Stored records >>

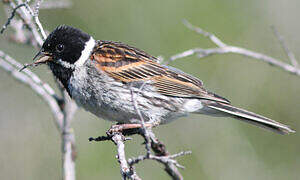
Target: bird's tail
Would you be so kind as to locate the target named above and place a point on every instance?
(250, 117)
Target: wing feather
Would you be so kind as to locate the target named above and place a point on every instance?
(127, 64)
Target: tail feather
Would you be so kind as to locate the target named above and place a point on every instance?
(251, 118)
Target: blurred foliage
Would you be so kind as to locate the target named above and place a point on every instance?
(222, 148)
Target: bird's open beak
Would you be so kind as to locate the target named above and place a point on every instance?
(42, 58)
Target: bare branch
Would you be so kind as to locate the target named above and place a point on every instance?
(225, 49)
(29, 78)
(62, 109)
(57, 4)
(13, 13)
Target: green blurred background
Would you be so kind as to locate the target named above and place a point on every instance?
(222, 148)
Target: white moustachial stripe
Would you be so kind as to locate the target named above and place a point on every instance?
(86, 52)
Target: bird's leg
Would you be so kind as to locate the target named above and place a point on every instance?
(128, 129)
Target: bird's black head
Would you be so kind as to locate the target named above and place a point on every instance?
(65, 43)
(63, 50)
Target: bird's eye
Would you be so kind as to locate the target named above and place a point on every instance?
(60, 48)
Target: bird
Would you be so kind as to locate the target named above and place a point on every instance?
(101, 76)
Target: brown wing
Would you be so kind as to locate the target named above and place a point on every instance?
(128, 64)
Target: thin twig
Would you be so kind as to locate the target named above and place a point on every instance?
(62, 109)
(144, 129)
(13, 13)
(225, 49)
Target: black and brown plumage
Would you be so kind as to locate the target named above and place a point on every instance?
(98, 78)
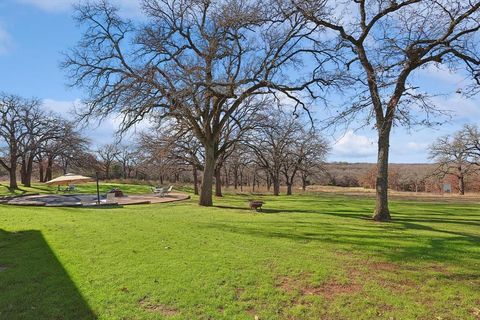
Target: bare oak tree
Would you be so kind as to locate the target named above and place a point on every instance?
(453, 157)
(14, 111)
(195, 61)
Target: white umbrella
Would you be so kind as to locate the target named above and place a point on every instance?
(69, 178)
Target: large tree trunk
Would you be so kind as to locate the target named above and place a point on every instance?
(218, 182)
(235, 178)
(195, 179)
(41, 170)
(48, 171)
(304, 183)
(28, 172)
(461, 185)
(382, 213)
(227, 178)
(276, 185)
(13, 172)
(207, 180)
(289, 189)
(23, 170)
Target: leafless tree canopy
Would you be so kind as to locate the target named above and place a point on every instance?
(196, 61)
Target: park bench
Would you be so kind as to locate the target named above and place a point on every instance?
(256, 205)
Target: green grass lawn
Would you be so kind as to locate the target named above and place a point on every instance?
(305, 257)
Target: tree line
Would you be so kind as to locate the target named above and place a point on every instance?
(198, 62)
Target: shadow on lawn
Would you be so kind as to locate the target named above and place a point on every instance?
(34, 284)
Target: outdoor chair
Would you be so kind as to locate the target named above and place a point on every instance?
(111, 197)
(168, 191)
(159, 192)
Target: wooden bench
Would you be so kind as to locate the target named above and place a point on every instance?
(256, 205)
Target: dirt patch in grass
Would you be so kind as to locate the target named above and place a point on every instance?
(238, 293)
(165, 310)
(329, 289)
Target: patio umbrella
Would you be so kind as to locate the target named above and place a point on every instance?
(69, 178)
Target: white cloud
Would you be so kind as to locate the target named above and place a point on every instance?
(462, 109)
(64, 108)
(129, 7)
(416, 146)
(441, 73)
(5, 41)
(352, 145)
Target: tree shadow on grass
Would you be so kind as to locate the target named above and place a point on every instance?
(33, 283)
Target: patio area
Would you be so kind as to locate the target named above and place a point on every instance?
(88, 200)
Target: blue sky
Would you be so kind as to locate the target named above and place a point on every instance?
(34, 33)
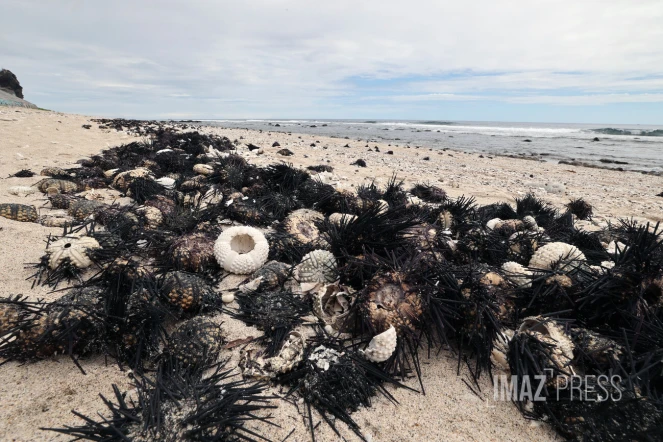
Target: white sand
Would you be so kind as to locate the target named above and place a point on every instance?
(42, 394)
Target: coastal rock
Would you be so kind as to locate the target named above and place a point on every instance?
(9, 83)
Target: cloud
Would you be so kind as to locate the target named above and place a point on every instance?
(281, 58)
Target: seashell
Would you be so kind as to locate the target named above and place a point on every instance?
(111, 173)
(241, 249)
(186, 291)
(62, 186)
(498, 356)
(203, 169)
(290, 355)
(318, 266)
(19, 212)
(490, 225)
(83, 209)
(323, 358)
(302, 225)
(547, 330)
(530, 223)
(382, 346)
(51, 220)
(332, 304)
(392, 301)
(21, 190)
(615, 246)
(383, 206)
(195, 343)
(60, 201)
(193, 252)
(554, 255)
(73, 247)
(341, 218)
(268, 277)
(422, 235)
(153, 216)
(517, 274)
(166, 182)
(446, 220)
(122, 180)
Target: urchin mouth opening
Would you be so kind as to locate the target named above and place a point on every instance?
(242, 244)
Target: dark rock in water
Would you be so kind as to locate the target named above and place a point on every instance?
(9, 83)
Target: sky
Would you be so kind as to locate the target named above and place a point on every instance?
(481, 60)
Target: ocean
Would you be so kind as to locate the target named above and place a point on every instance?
(630, 147)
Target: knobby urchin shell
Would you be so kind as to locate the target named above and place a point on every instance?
(392, 301)
(82, 209)
(556, 255)
(152, 215)
(268, 277)
(193, 252)
(332, 303)
(62, 186)
(21, 190)
(186, 291)
(517, 274)
(241, 249)
(301, 224)
(203, 169)
(550, 332)
(317, 267)
(195, 343)
(341, 218)
(123, 180)
(290, 355)
(73, 247)
(382, 346)
(19, 212)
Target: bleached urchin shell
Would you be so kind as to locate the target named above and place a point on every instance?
(317, 267)
(241, 249)
(203, 169)
(74, 247)
(166, 182)
(382, 346)
(517, 274)
(21, 190)
(550, 254)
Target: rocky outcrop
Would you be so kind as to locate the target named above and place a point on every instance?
(9, 83)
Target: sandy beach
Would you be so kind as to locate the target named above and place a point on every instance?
(42, 394)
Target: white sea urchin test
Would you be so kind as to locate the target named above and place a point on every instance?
(241, 249)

Prompt >> Go through the data above and print exactly the lines from its first line through the line holding "Target: blurred foliage", both included, leaving pictures aside.

Response below >>
Target: bird's tail
Would you be so kind as to locate the target named above and place a point on every instance?
(250, 117)
Target: wing feather
Would you be so kind as to locate the target named above and place a point on every instance?
(127, 64)
Target: tail feather
Would you be so kind as to locate the target named above and place a point on every instance?
(251, 118)
Target: blurred foliage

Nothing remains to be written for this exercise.